INSTRUCTION: Convert the material below into a Markdown table with the columns Number and Content, giving each non-blank line its own numbered row. Leave the pictures out of the table.

#### MATERIAL SHOWN

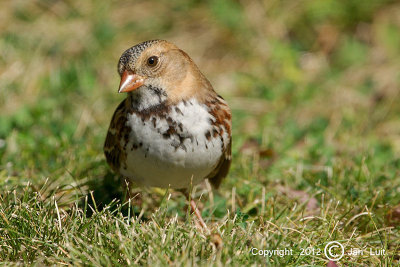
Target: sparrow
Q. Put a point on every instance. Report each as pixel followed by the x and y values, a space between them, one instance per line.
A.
pixel 172 130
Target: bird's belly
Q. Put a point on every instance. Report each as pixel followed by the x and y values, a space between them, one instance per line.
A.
pixel 163 152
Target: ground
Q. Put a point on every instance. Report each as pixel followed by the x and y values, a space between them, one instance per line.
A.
pixel 314 88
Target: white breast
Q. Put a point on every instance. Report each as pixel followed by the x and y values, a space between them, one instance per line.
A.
pixel 172 150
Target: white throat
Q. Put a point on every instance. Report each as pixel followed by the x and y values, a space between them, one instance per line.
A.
pixel 147 96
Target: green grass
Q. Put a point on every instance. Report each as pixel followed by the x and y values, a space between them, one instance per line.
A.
pixel 314 89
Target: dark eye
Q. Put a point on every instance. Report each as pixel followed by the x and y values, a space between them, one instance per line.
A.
pixel 152 61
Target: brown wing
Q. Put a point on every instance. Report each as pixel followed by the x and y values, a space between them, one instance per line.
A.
pixel 113 150
pixel 222 114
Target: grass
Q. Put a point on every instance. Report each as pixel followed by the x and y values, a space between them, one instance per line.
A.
pixel 314 89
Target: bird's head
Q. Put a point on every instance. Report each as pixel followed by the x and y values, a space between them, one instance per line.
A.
pixel 162 65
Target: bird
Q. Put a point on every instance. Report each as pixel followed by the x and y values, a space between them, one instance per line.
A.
pixel 172 130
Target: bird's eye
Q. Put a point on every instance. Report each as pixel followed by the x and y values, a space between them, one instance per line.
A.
pixel 152 61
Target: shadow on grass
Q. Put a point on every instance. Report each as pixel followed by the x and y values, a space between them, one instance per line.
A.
pixel 109 189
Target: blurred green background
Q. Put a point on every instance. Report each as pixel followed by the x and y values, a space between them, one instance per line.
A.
pixel 313 84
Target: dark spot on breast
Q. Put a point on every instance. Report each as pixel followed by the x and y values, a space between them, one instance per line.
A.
pixel 178 110
pixel 208 135
pixel 215 133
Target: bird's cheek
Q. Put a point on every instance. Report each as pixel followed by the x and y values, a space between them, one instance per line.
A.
pixel 130 81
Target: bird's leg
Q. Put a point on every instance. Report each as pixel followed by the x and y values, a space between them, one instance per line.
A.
pixel 195 210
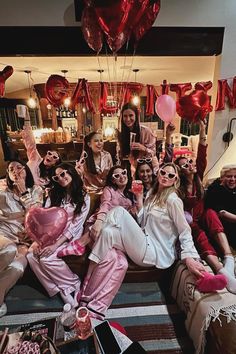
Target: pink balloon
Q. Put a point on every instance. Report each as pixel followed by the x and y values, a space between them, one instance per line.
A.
pixel 45 225
pixel 165 108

########

TASK ANSWER:
| Number | Content |
|---|---|
| 1 | Target: sparrow |
| 2 | Q. Put a point on every instance. Report each as pixel followed by the x and y values, a space between them, one instance per line. |
| 3 | A. |
| 4 | pixel 172 130 |
| 5 | Target: bird's belly |
| 6 | Q. Put a point on every instance. Report each as pixel followed by the x and y values, a space between them, one instance per line. |
| 7 | A. |
| 8 | pixel 163 152 |
| 9 | Target: ground |
| 10 | Q. Put a point on every instance. Report each as pixel followed by the x and y values, a space between them, one instance per line. |
| 11 | A. |
| 12 | pixel 314 88 |
| 13 | Target: white breast |
| 14 | Q. Put a point on every instance. Report each as pixel followed by the x and y values, a space between them, one instance per line. |
| 15 | A. |
| 16 | pixel 172 150 |
| 17 | Target: white throat |
| 18 | Q. Put a point on every instance. Report each as pixel followed by the x and y values, a space between them, one instance per line. |
| 19 | A. |
| 20 | pixel 147 96 |
| 21 | Target: green grass |
| 22 | Q. Put a point on every instance. Report each as pixel followed by the x and y values, a space between them, one instance per line. |
| 23 | A. |
| 24 | pixel 314 89 |
| 25 | Target: dark eye |
| 26 | Q. Put a point on every instance. Report each as pixel followed by the x and y values, a space between them, one instance per line. |
| 27 | A. |
| 28 | pixel 152 61 |
| 29 | Target: brown wing |
| 30 | Q. Put a point on every instance. Report each as pixel followed by the x and y values, a space between them, one instance per line. |
| 31 | A. |
| 32 | pixel 113 150 |
| 33 | pixel 222 114 |
| 34 | Target: grass |
| 35 | Q. Put a point on every instance. Report each as pixel followed by the x and y values, a space between them, one instance per line. |
| 36 | A. |
| 37 | pixel 314 89 |
| 38 | Target: bird's head |
| 39 | Q. Put a point on every instance. Report each as pixel followed by the x and y values, a space between them, one instance per line. |
| 40 | A. |
| 41 | pixel 162 65 |
| 42 | Target: bird |
| 43 | Q. Put a point on every instance. Report each as pixel followed by the x and y values, a space between them, one instance per line. |
| 44 | A. |
| 45 | pixel 172 130 |
| 46 | Target: bird's eye |
| 47 | Q. Put a point on every instance. Report each as pixel followed by the x and y values, a space between them, one instance per line. |
| 48 | A. |
| 49 | pixel 152 61 |
| 50 | Target: shadow on grass |
| 51 | Q. Put a point on every instance. Report each as pixel followed by the x and y values, a space between them, one instance per line. |
| 52 | A. |
| 53 | pixel 109 189 |
| 54 | Target: blurred green background |
| 55 | Q. Put a point on every instance. Report each as pixel followed by the x and y values, a space between them, one instance per line. |
| 56 | A. |
| 57 | pixel 313 84 |
| 58 | Target: dark spot on breast |
| 59 | Q. Put a point on every instance. Report each as pixel followed by the x and y values, a space between them, one instance per line. |
| 60 | A. |
| 61 | pixel 178 110 |
| 62 | pixel 208 135 |
| 63 | pixel 215 133 |
| 64 | Target: bird's cheek |
| 65 | Q. Put a point on every instance. Report each as pixel followed by the x and y values, a space between them, one instance per line. |
| 66 | A. |
| 67 | pixel 130 81 |
| 68 | Target: bird's leg |
| 69 | Q. Put a point on every instance. Report each as pixel followed by the x and y values, a space between them, one instance per line. |
| 70 | A. |
| 71 | pixel 195 210 |
| 72 | Target: pink balloon |
| 73 | Q. Put a point on every instance. Report each as pixel followed by the x and y values, a space between them, one instance per line. |
| 74 | A. |
| 75 | pixel 45 225 |
| 76 | pixel 165 108 |